(THE INPUT Opens)
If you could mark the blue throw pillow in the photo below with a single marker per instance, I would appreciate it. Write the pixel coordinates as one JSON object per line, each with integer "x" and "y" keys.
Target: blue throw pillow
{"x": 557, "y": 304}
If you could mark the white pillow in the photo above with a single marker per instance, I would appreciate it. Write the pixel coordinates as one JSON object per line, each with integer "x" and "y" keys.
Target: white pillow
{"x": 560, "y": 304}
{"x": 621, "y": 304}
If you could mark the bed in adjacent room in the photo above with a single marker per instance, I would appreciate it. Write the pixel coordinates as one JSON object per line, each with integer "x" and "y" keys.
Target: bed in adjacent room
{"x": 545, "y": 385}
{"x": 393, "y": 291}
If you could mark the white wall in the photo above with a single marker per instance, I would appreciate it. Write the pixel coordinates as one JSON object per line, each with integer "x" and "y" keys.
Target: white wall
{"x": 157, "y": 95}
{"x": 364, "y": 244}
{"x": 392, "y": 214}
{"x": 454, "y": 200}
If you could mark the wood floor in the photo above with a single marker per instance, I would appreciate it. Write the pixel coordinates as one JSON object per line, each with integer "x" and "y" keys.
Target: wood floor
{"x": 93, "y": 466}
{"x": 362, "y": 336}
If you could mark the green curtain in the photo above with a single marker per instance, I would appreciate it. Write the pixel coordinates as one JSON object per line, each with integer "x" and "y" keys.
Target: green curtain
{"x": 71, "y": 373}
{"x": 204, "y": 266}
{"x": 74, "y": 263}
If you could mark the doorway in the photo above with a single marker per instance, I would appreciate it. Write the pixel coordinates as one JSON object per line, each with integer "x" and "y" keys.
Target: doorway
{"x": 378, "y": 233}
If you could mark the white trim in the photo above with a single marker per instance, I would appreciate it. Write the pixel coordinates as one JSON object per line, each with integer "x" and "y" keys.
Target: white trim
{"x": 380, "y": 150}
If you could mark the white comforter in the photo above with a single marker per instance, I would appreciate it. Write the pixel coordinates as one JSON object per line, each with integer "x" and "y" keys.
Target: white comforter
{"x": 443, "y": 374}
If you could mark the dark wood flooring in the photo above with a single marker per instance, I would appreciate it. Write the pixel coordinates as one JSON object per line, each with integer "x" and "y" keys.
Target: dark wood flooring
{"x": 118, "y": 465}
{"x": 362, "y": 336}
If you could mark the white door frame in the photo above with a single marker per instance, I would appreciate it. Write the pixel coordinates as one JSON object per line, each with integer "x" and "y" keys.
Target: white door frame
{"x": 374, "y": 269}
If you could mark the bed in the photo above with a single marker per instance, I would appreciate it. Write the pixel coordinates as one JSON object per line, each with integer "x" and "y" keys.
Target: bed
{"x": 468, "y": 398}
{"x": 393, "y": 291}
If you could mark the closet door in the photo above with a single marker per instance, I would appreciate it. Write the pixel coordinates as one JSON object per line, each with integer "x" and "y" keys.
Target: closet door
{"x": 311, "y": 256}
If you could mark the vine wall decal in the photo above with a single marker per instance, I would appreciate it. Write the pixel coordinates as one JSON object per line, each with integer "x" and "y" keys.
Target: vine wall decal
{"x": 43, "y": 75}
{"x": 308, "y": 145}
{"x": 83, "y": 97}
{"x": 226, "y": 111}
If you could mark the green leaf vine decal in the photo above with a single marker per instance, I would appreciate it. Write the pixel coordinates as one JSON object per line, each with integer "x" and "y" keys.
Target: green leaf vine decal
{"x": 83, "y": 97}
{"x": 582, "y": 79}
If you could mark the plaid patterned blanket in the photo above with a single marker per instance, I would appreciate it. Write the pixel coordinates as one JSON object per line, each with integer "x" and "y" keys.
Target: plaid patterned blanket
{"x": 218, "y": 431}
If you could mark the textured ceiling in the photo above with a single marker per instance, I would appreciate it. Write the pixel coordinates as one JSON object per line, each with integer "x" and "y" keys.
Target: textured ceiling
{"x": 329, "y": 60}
(THE INPUT Closes)
- [WHAT YOU HAVE TO DO]
Repeat each line of the data exactly as it appears above.

- [FINISHED EXERCISE]
If you could mark the blue throw pillow in the photo below with a single marker per instance, I would appreciate it. Write the pixel coordinates as one JSON object per line, each with integer "x" and "y" keys.
Target: blue throw pillow
{"x": 557, "y": 304}
If you could mark the white pillow in the photo above with a single marker per instance, I would appreciate it. Write the pixel coordinates as one JSON object per line, each with integer "x" and "y" keys.
Target: white pillow
{"x": 560, "y": 304}
{"x": 621, "y": 304}
If you could mark the bed in adjacent room in the photo above with a single marker per instance, I would appreciate it. Write the pixel coordinates as one JSON object per line, each with integer "x" and "y" keys.
Target: bed in adjacent room
{"x": 545, "y": 385}
{"x": 393, "y": 291}
If you could mark the white wall in the photo above with a single marker per instance, I would appreciate it. Write the pixel coordinates as one JSON object per line, each with integer "x" and "y" keys.
Target: white wall
{"x": 157, "y": 95}
{"x": 364, "y": 244}
{"x": 392, "y": 214}
{"x": 454, "y": 200}
If you could mark the wood floor in the photo above with a single marker per instance, I would appreciate it. Write the pixel coordinates as one JSON object per line, each with integer "x" and "y" keys.
Target: wood floor
{"x": 93, "y": 466}
{"x": 362, "y": 336}
If you could mark the green curtain in the photo above with a single marker per instance, I would appreciate it. Write the pixel coordinates as one JSON object per line, each with integer "x" and "y" keys.
Target: green curtain
{"x": 71, "y": 373}
{"x": 204, "y": 266}
{"x": 74, "y": 263}
If you could mark the doorway in the photo above with a single marker per instance, I would appreciate it. Write the pixel coordinates as one JSON object per line, each with integer "x" and "y" keys.
Target: doorway
{"x": 378, "y": 233}
If you could mark the white trim in the photo above with a single marker per instance, I would appreciate it. Write the pixel coordinates as one JSON object per line, each with integer "x" and "y" keys.
Target: white trim
{"x": 380, "y": 150}
If you could mark the white comforter in the photo above with a single marker per instance, I would appreciate it. Write the pixel coordinates as one JSON object per line, each with integer "x" and "y" keys.
Target: white comforter
{"x": 443, "y": 374}
If you could mark the dark wood flooring in the photo above with a single marker per instance, I would appreciate it. Write the pixel coordinates as one JSON object per line, each with integer "x" and "y" keys.
Target: dark wood flooring
{"x": 118, "y": 465}
{"x": 362, "y": 336}
If you could mark the white door frame in the photo above with a single marker per instance, I would appreciate it. Write the pixel coordinates as one JSON object per line, each with integer "x" and "y" keys.
Target: white door frame
{"x": 374, "y": 269}
If you could mark the bed in the photo above with a single marker per instance, I would appreciate it. Write the pixel coordinates as one JSON object per line, each with integer "x" and "y" keys.
Target: bed
{"x": 468, "y": 398}
{"x": 393, "y": 291}
If you could mark the closet door in the photo above with a single marker per instance, I would appreciate it. Write the pixel coordinates as one JSON object per line, each with integer "x" and "y" keys.
Target: closet door
{"x": 311, "y": 256}
If you could mark the vine wall decal in the photo above with a single marker per instance, I would appreciate it. Write the pixel coordinates as one JSON object per line, each with integer "x" and "y" keys.
Target: vine wall decal
{"x": 43, "y": 75}
{"x": 308, "y": 145}
{"x": 83, "y": 97}
{"x": 226, "y": 111}
If you could mark the green leaf vine decal in the photo above with a single marker per instance, I would appreciate it. Write the pixel coordinates as one JSON object per line, each with integer "x" and "y" keys.
Target: green leaf vine decal
{"x": 83, "y": 97}
{"x": 582, "y": 79}
If you could mark the plaid patterned blanket in the photo above with a single marker per instance, I would appreciate it. Write the pixel coordinates as one JSON object per line, each with integer "x" and "y" keys.
Target: plaid patterned blanket
{"x": 218, "y": 431}
If you could mark the textured ceiling in the photo above with a single marker per instance, I would appreciate it. Write the pixel coordinates as one JSON object per line, each with integer "x" and "y" keys.
Target: textured ceiling
{"x": 329, "y": 60}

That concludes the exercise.